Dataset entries
——————————

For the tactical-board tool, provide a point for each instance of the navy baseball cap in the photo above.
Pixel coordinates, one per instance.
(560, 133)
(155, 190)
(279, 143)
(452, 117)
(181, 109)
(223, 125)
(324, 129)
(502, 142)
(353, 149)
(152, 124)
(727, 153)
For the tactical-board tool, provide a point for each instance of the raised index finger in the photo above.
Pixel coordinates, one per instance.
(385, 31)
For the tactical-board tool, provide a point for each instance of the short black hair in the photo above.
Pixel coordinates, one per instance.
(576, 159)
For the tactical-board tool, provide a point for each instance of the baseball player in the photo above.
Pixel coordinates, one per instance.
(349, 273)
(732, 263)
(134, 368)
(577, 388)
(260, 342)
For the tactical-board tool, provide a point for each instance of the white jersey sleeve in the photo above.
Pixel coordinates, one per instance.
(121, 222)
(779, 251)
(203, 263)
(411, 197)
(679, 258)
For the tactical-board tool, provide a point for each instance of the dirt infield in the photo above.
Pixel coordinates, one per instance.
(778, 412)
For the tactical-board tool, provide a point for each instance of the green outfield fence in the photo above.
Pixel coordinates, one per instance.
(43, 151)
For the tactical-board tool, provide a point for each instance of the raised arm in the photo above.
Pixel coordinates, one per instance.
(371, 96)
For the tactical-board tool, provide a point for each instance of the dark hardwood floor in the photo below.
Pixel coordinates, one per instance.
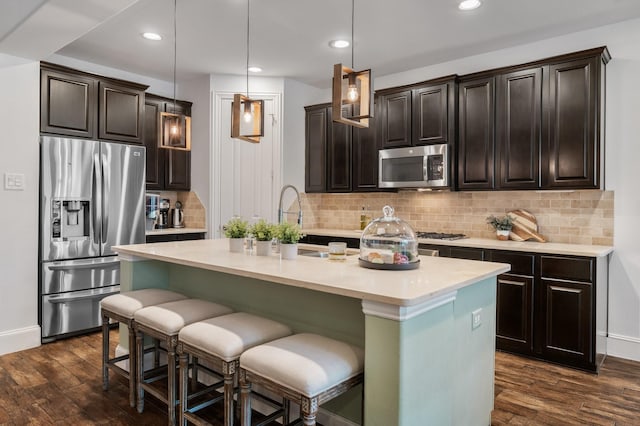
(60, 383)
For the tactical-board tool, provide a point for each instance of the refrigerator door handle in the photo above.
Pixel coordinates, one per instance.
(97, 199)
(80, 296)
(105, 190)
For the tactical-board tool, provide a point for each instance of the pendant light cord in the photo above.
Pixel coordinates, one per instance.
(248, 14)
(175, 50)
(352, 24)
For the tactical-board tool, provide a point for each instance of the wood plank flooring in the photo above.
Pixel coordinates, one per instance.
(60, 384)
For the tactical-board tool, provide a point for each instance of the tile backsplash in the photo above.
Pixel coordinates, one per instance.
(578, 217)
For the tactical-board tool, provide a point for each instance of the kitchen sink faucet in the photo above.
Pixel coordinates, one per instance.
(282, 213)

——————————

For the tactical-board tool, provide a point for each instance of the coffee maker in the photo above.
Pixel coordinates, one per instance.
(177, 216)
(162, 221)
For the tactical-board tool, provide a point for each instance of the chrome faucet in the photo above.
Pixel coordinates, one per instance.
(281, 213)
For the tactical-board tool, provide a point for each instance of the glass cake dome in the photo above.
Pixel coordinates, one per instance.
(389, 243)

——————————

What you need to do — Your answer should hold every line of the entries that contains the string "raised".

Answer —
For the tactical-board tool, provide a point for each instance of the raised index finger in the photo above.
For the tactical-board tool, provide a point for each instance of the raised arm in the photo above.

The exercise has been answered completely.